_EXCERPTED PASSAGE_

== Segment start ==

The footage could not be independently verified.



The video comes after synchronised attacks were launched on a music venue, restaurant and other locations in Paris by IS-affiliated gunmen and suicide bombers on Friday night, which left at least 129 people dead.

Hollande addressed parliament on Monday and told the nation that France would be stepping up attacks against IS, in response to the killings.

Hollande told an exceptional meeting of both houses of parliament he would meet US President Barack Obama and Russia's Vladimir Putin in the coming days and called for a UN Security Council meeting over the fight against IS jihadists.

A grave Hollande said the attacks in the French capital "were acts of war".


They "were decided and planned in Syria, prepared and organised in Belgium and perpetrated on our soil with French complicity", he said.

In response, France would "intensify" operations in Syria, Hollande said a day after French jets pounded IS targets in the group's Syrian stronghold of Raqqa, its first military response to the Paris carnage.

Strikes by the US-led air coalition fighting the Islamic State group have been stepped up, and destroyed 116 fuel trucks used by the extremist organisation in eastern Syria, the Pentagon said on Monday.

In a statement, the Pentagon said the trucks were destroyed on Sunday near Albu Kamal, an IS-held town along Syria's border with Iraq.

== Segment end ==

_DATASET EXCERPT_

== Segment start ==

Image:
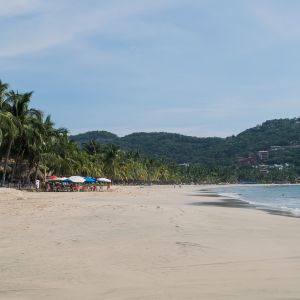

== Segment end ==

_TASK LIST_
A. Set down, word for word, the stretch of the Paris attacks report from "The footage could not" through "to the killings.".
B. In the Paris attacks report, how many fuel trucks did the Pentagon say coalition strikes destroyed?
The listing stands apart from the Paris attacks report.

_ANSWERS GIVEN_
A.
The footage could not be independently verified.



The video comes after synchronised attacks were launched on a music venue, restaurant and other locations in Paris by IS-affiliated gunmen and suicide bombers on Friday night, which left at least 129 people dead.

Hollande addressed parliament on Monday and told the nation that France would be stepping up attacks against IS, in response to the killings.

B. 116 fuel trucks.